#### EXERCISE AIM:
Gather and copy every line of the material below that contains the string "beach". Treat uppercase and lowercase letters as different.

[Coordinate annotation records]
^^^^^^^^

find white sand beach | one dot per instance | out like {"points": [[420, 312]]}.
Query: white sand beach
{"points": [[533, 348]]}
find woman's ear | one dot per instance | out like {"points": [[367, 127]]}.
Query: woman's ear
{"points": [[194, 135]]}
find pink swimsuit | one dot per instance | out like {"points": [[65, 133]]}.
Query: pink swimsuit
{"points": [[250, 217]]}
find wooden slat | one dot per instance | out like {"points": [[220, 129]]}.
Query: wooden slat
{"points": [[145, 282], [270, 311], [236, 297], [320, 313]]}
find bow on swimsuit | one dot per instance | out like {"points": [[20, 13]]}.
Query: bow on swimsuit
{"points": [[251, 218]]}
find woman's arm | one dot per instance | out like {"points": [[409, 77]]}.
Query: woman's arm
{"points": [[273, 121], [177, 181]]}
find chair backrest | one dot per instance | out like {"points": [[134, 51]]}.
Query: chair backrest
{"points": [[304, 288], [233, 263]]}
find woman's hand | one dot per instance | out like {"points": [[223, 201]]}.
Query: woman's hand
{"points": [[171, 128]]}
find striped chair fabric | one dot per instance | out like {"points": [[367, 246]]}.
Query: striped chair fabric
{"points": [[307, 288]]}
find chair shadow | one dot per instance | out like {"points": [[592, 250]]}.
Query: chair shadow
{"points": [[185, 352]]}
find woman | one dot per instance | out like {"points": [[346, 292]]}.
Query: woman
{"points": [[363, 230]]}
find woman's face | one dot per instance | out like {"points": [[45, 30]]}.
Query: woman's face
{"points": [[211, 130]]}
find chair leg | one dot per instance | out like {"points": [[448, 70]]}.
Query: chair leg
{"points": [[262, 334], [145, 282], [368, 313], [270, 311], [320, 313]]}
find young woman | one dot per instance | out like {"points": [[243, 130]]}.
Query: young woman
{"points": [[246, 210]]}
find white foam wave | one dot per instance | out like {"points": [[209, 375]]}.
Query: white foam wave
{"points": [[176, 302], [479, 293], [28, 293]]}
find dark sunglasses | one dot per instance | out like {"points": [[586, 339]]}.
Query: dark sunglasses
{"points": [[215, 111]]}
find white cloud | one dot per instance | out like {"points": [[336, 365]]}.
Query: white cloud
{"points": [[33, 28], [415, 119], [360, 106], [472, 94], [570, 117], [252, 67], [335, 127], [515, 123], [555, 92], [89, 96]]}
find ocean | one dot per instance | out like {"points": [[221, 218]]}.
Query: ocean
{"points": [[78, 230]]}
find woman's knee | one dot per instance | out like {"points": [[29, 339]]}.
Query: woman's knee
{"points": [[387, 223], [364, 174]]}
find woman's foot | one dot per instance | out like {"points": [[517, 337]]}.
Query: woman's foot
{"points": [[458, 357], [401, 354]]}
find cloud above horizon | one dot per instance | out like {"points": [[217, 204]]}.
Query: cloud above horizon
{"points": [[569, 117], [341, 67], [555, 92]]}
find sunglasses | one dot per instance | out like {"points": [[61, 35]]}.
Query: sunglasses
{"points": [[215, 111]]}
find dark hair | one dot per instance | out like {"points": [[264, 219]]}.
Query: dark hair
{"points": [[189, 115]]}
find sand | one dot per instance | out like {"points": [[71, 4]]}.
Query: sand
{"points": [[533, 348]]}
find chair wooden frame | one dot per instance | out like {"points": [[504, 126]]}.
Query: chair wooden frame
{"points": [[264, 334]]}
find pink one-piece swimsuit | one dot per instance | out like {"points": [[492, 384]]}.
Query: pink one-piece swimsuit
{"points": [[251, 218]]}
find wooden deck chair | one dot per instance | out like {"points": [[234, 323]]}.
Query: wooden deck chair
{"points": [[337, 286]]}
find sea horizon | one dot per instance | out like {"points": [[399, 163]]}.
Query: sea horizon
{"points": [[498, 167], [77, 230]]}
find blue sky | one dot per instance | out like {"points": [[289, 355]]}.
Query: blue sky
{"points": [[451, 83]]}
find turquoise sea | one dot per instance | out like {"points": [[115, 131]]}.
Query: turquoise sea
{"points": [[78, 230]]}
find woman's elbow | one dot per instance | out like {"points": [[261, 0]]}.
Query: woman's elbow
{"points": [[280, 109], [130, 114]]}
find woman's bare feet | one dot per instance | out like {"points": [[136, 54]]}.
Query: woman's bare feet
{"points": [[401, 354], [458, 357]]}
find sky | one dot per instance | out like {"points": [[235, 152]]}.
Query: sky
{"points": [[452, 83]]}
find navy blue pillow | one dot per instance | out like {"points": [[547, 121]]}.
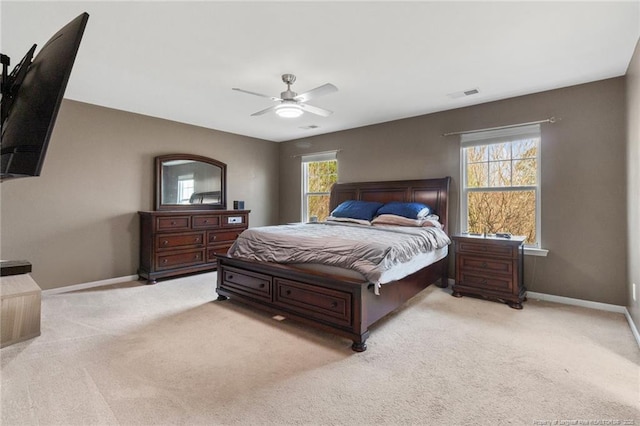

^^^^^^^^

#### CORRECT RESULT:
find white sand beach | one dot per instance | out like {"points": [[420, 312]]}.
Query: white sand beach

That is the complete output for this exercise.